■ **Written instruction**: Copy out the Paralympic backstroke text below word for word, in full.

-- Supplied text start --

- Venue: Tokyo Aquatics Centre
- Dates: 25 August 2021
- Competitors: 7 from 7 nations

Medalists
- 1st place, gold medalist(s):  / Iyad Shalabi / Israel
- 2nd place, silver medalist(s):  / Anton Kol / Ukraine
- 3rd place, bronze medalist(s):  / Francesco Bettella / Italy

= Swimming at the 2020 Summer Paralympics – Men's 100 metre backstroke S1 =

The Men's 100 metre backstroke S1 event at the 2020 Summer Paralympics took place on 25 August 2021 at the Tokyo Aquatics Centre. The event was contested by seven swimmers from seven nations.

The S1 classification is designated for swimmers with the most severe physical impairments affecting their limbs and trunk function. Athletes in this class typically have limited propulsion and coordination in the water.

-- Supplied text end --
-- Material supplied start --

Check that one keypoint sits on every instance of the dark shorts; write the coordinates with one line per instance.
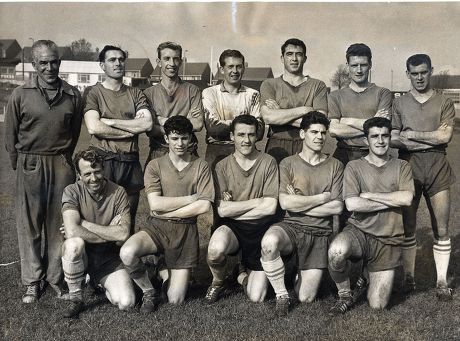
(127, 174)
(249, 237)
(102, 259)
(282, 148)
(345, 155)
(176, 240)
(310, 251)
(430, 169)
(376, 255)
(217, 152)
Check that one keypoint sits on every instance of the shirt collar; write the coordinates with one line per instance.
(242, 88)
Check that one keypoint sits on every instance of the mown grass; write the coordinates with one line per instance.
(418, 317)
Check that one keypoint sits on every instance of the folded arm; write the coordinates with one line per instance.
(100, 129)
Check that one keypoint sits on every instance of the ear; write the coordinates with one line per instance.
(302, 134)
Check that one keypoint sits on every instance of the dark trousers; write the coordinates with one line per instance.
(40, 181)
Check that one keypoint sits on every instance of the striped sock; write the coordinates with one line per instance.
(409, 252)
(74, 275)
(275, 273)
(441, 253)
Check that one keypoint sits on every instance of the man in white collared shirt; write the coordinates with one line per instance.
(223, 102)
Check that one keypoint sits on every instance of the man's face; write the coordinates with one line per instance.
(378, 141)
(233, 70)
(114, 64)
(93, 178)
(46, 62)
(293, 59)
(169, 62)
(245, 137)
(314, 137)
(420, 77)
(358, 69)
(178, 143)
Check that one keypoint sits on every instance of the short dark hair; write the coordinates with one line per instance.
(295, 42)
(43, 43)
(89, 155)
(169, 45)
(179, 125)
(230, 53)
(110, 48)
(359, 49)
(244, 119)
(379, 122)
(418, 59)
(314, 117)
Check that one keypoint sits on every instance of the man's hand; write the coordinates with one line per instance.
(272, 104)
(385, 113)
(227, 196)
(115, 220)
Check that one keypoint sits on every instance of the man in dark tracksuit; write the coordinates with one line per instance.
(42, 126)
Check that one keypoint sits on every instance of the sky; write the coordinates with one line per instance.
(394, 31)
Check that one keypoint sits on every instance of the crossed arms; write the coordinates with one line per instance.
(75, 226)
(318, 205)
(176, 207)
(251, 209)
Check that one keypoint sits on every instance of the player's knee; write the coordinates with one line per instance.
(72, 248)
(269, 245)
(128, 254)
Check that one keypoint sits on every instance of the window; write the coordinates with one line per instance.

-- Material supplied end --

■ **The output**:
- Venue: Tokyo Aquatics Centre
- Dates: 25 August 2021
- Competitors: 7 from 7 nations

Medalists
- 1st place, gold medalist(s):  / Iyad Shalabi / Israel
- 2nd place, silver medalist(s):  / Anton Kol / Ukraine
- 3rd place, bronze medalist(s):  / Francesco Bettella / Italy

= Swimming at the 2020 Summer Paralympics – Men's 100 metre backstroke S1 =

The Men's 100 metre backstroke S1 event at the 2020 Summer Paralympics took place on 25 August 2021 at the Tokyo Aquatics Centre. The event was contested by seven swimmers from seven nations.

The S1 classification is designated for swimmers with the most severe physical impairments affecting their limbs and trunk function. Athletes in this class typically have limited propulsion and coordination in the water.